EXCERPT TO READ:
★ ★ ★ ★ ★

This is an archive of the discontinued LLVM Phabricator instance.

IR: Add llvm.frexp intrinsic
ClosedPublic

Authored by arsenm on May 2 2023, 7:16 PM.

Details

Summary

Add an intrinsic which returns the two pieces as multiple return
values. Alternatively could introduce a pair of intrinsics to
separately return the fractional and exponent parts.

AMDGPU has native instructions to return the two halves, but could use
some generic legalization and optimization handling. For example, we
should be able to handle legalization of f16 on older targets, and for
bf16. Additionally antique targets need a hardware workaround which
would be better handled in the backend rather than in library code
where it is now.

Diff Detail

Event Timeline

arsenm created this revision.May 2 2023, 7:16 PM
Herald added a project: Restricted Project. · View Herald TranscriptMay 2 2023, 7:16 PM
arsenm requested review of this revision.May 2 2023, 7:16 PM
Herald added a project: Restricted Project. · View Herald TranscriptMay 2 2023, 7:16 PM
Herald added a subscriber: wdng. · View Herald Transcript
arsenm updated this revision to Diff 518946.May 2 2023, 7:33 PM
foad added inline comments.May 3 2023, 1:50 AM
llvm/include/llvm/CodeGen/GlobalISel/MachineIRBuilder.h
1835

"G_FFREXP"

★ ★ ★ ★ ★

GIVEN DATA:
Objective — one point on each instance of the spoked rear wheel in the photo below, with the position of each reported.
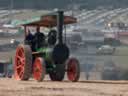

★ ★ ★ ★ ★

EXERCISE TASKS:
a) Answer these from the llvm.frexp review page:
(i) What alternative to a single intrinsic does the summary mention?
(ii) Which target has native instructions that return the two halves?
(iii) Which diff did arsenm update the revision to, and at what time?
b) Write the next part of the llvm.frexp review page, picking up after its final line.

SOLVED TASKS:
a)
(i) A pair of intrinsics that separately return the fractional and exponent parts.
(ii) AMDGPU.
(iii) Diff 518946, at 7:33 PM on May 2 2023.

b)
sepavloff added inline comments.May 3 2023, 2:22 AM
llvm/docs/LangRef.rst
14767

integral -> integer?

llvm/include/llvm/CodeGen/GlobalISel/MachineIRBuilder.h
1835

G_FLDEXP -> G_FFREXP?

llvm/include/llvm/IR/Intrinsics.td
1046

Can LLVMScalarOrSameVectorWidth be used to constrain return values?

llvm/lib/CodeGen/SelectionDAG/LegalizeDAG.cpp
2092

Can it be just Entry.IsZExt = !Entry.IsSExt?

2510

The variable name is misleading. It is not a mask, it does not select bits. It is just a value.

2519

ExpMask could be a better name, there is no infinity bit.

arsenm updated this revision to Diff 523429.May 18 2023, 10:09 AM
arsenm marked 4 inline comments as done.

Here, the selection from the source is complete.